##### SELECTED TEXT #####

Imagine your favorite make out song is playing. How is your body responding? Is your heartbeat speeding up? Is your stomach tightening when you anticipate your next date with your sweetheart? Is blood rushing to your cheeks and your lips, giving your secret away to your crush? Scientific data confirms that responding to music is a natural part of human development. Elena Mannes, author of the 2011 book, The Power of Music, told National Public Radio that the ability to physically and emotionally respond to music is present in human infants. Mannes said studies show that an infant’s crying contains some of the basic intervals found in Western music. Humans’ responses to music are especially nuanced, but such responses aren’t singular to the human species.
To return to our scenario where your favorite make out song is playing, humans aren’t the only creatures who need to be in the mood to have sex. Humans are unique among sexually reproducing creatures because of their methods and motivations for having sex, namely, for pleasure and not always from behind. However, they’re not unique in needing optimum conditions for having sex. An international team of researchers studying the effects of ambient noise on the mating habits of mosquitoes released its findings in 2019. The researchers told Live Science reporter, Brandon Specktor female Aedes agypti mosquitoes, often called yellow fever mosquitoes, were less likely to mate or feed while electronic dance music (EDM), also called dubstep, was playing for ten minutes than female yellow fever mosquitoes who were kept in a silent environment for the same length of time. Specifically, the scientists observed the mosquitoes’ behavior while “Scary Monsters and Nice Sprites,” a 2010 song by dubstep record producer and DJ, Sonny John Moore, professionally known as Skrillex.

##### ENTRIES PROVIDED #####

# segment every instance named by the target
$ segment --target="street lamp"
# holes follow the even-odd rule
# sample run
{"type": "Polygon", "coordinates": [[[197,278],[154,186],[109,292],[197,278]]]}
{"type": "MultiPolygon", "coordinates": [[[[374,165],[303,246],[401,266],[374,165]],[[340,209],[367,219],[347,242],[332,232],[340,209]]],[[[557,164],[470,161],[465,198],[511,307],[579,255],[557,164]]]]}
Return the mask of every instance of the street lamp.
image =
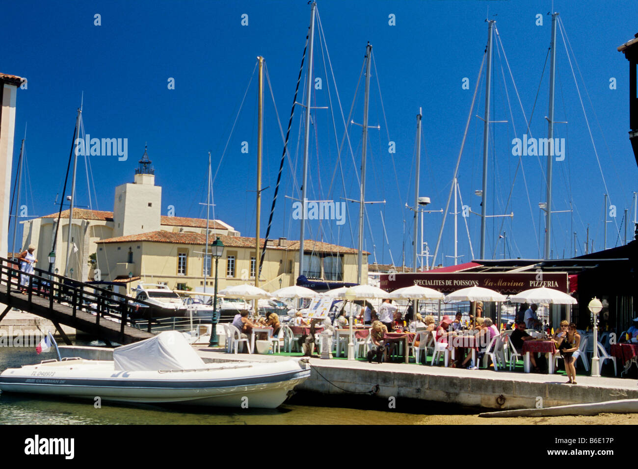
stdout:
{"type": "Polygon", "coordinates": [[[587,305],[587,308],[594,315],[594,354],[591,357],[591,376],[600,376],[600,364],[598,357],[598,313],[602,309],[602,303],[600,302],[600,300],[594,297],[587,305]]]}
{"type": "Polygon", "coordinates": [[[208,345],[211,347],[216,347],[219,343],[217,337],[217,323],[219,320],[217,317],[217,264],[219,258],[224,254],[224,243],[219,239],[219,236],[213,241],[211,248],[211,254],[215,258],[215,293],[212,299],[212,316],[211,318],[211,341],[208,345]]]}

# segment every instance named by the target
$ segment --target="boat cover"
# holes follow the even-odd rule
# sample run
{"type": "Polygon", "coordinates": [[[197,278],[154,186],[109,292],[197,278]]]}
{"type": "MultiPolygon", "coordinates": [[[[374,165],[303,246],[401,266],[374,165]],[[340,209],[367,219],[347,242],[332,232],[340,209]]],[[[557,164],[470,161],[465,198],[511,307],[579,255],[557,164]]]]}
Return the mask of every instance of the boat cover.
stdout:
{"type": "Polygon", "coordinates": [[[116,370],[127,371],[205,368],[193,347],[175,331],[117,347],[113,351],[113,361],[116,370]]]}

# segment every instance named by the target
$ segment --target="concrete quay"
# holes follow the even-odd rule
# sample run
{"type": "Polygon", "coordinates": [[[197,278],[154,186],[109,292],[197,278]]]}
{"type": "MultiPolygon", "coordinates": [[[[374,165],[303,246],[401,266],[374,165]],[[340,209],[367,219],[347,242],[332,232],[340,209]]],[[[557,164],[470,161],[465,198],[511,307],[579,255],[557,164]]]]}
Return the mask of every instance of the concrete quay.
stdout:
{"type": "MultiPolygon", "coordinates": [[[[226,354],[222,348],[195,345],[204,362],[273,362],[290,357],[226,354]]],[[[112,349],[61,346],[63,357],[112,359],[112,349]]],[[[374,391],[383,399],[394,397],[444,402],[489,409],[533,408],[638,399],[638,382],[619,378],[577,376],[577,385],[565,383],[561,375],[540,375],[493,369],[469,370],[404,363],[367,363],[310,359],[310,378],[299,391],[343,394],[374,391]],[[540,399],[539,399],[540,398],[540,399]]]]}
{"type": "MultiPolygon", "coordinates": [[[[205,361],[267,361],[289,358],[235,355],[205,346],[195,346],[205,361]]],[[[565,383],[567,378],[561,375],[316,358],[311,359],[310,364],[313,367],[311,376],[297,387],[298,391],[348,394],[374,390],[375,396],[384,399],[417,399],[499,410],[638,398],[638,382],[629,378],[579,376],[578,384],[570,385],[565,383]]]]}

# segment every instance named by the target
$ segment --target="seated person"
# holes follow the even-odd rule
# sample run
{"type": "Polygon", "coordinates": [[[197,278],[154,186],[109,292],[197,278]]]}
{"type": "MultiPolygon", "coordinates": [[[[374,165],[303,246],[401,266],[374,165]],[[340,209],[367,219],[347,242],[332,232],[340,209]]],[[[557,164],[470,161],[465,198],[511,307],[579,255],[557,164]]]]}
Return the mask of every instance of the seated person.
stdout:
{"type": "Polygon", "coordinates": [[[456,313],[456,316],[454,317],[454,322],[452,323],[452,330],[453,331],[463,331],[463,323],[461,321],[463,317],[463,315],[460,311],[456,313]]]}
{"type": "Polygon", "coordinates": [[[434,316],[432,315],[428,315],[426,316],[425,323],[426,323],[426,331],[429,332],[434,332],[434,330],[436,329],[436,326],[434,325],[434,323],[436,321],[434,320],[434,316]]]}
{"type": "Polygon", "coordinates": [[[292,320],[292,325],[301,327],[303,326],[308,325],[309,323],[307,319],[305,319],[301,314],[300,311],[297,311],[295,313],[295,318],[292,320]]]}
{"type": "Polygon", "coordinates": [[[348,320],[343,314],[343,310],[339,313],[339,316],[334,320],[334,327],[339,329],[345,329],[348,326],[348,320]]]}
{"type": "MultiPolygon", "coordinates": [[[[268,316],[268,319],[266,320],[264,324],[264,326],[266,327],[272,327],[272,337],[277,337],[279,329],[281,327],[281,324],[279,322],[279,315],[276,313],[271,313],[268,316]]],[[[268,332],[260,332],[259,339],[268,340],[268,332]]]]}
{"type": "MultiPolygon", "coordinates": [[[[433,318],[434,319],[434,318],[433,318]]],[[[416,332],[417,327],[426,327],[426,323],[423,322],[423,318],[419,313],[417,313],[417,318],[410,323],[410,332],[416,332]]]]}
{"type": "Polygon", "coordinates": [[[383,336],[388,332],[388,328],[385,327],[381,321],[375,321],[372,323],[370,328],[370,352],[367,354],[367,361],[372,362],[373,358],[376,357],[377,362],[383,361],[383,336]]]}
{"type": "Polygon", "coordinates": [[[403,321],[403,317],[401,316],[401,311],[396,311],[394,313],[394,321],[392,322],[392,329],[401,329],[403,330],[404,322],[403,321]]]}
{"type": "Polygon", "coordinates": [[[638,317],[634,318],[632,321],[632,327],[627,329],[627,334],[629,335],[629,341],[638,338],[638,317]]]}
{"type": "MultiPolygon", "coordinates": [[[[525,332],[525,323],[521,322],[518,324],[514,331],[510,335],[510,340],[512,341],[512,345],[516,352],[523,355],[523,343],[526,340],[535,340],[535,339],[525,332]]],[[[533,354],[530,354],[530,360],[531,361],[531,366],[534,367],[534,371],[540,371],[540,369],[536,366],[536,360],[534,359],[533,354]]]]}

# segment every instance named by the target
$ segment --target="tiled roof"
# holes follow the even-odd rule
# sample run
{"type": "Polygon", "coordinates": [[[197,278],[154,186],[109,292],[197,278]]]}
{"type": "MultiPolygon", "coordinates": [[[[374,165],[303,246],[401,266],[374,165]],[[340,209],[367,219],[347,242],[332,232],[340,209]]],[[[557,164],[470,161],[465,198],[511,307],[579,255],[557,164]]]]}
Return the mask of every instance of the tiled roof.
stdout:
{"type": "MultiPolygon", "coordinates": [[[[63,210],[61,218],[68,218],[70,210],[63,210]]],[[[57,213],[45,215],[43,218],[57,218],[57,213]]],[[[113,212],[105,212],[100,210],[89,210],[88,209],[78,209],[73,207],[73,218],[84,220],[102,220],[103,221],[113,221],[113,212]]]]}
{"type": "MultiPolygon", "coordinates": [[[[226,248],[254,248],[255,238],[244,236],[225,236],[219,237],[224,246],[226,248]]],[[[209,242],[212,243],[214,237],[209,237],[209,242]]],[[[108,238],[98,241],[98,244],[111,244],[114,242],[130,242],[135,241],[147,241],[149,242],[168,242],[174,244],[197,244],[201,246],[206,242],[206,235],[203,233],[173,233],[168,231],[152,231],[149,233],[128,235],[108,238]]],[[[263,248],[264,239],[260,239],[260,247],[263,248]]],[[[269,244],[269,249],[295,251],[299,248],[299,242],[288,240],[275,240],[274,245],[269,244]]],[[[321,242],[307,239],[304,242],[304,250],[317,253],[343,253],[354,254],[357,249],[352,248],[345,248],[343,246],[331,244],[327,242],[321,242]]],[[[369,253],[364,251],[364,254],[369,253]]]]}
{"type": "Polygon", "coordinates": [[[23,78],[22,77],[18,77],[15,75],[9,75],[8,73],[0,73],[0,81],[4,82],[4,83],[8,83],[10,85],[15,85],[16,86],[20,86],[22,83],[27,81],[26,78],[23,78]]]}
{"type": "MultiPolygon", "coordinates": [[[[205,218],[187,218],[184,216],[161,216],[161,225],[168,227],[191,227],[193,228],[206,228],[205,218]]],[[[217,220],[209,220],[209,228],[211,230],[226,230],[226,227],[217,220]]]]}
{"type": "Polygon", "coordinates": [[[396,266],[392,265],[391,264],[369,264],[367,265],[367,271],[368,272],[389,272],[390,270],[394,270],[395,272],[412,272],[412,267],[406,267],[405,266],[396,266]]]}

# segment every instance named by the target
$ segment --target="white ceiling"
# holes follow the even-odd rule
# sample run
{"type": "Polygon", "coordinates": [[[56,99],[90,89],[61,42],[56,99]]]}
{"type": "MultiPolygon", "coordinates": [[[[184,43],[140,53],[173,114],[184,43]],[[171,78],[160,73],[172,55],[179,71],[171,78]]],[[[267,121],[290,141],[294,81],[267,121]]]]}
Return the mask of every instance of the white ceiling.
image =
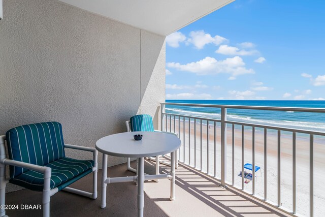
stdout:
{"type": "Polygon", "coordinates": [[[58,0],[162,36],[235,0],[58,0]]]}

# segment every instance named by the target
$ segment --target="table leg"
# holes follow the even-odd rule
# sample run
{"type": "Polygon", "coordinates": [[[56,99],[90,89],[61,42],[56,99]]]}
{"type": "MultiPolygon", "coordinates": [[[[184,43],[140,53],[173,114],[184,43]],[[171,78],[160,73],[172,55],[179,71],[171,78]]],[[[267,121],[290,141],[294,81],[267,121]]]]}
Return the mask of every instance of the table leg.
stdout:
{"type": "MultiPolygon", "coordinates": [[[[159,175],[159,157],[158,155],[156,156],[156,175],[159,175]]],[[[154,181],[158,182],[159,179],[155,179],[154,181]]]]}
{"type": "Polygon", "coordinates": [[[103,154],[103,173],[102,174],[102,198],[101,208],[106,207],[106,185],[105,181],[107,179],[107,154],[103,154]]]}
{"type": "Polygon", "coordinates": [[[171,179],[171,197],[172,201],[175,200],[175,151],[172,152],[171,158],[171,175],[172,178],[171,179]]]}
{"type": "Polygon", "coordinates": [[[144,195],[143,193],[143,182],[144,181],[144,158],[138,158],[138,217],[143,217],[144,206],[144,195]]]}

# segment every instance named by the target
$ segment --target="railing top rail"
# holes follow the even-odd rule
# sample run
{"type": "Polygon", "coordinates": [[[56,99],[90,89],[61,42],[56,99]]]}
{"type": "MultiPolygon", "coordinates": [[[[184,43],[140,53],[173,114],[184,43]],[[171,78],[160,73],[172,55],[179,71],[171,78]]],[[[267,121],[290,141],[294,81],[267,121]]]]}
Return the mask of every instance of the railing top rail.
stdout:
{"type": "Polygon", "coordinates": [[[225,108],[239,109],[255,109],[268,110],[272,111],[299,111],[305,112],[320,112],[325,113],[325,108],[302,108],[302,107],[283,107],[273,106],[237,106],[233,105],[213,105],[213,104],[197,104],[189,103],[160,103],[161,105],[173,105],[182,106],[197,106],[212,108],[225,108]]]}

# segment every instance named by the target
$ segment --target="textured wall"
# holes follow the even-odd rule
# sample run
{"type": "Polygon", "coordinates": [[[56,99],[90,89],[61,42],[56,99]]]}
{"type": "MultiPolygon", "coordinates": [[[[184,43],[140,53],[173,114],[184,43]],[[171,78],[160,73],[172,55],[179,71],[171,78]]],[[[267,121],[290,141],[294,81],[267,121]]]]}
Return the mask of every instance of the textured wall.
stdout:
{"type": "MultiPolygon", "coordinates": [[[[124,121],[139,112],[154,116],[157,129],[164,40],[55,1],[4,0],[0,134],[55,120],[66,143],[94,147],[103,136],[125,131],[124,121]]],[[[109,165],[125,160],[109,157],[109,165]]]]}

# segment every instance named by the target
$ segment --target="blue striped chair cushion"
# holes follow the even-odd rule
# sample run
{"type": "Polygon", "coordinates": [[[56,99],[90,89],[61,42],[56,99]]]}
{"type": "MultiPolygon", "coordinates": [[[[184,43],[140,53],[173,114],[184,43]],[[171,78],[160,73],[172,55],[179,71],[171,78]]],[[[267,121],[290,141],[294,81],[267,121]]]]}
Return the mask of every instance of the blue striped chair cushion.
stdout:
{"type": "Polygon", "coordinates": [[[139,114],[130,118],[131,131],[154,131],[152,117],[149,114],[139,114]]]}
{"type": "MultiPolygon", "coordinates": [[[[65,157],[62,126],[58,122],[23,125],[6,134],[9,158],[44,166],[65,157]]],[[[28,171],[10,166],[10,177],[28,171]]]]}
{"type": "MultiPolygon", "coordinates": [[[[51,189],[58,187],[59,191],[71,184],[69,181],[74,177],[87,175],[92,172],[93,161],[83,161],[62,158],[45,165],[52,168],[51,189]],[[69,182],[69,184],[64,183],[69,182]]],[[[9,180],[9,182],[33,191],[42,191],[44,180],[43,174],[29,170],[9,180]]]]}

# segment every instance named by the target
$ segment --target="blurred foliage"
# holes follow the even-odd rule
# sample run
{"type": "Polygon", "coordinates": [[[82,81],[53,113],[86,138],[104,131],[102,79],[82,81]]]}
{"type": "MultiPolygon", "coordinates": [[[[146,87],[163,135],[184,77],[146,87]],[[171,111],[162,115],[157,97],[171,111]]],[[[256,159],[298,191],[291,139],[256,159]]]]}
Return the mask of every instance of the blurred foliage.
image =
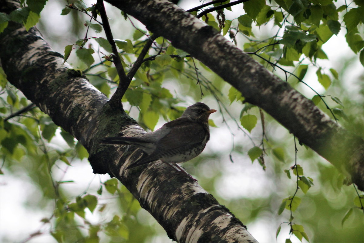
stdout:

#####

(EXERCISE OBJECTIVE): Set down, word for word, the part of the music passage above that begins at the words "Imagine your favorite" and stops after "the human species.".

(EXPECTED OUTPUT):
Imagine your favorite make out song is playing. How is your body responding? Is your heartbeat speeding up? Is your stomach tightening when you anticipate your next date with your sweetheart? Is blood rushing to your cheeks and your lips, giving your secret away to your crush? Scientific data confirms that responding to music is a natural part of human development. Elena Mannes, author of the 2011 book, The Power of Music, told National Public Radio that the ability to physically and emotionally respond to music is present in human infants. Mannes said studies show that an infant’s crying contains some of the basic intervals found in Western music. Humans’ responses to music are especially nuanced, but such responses aren’t singular to the human species.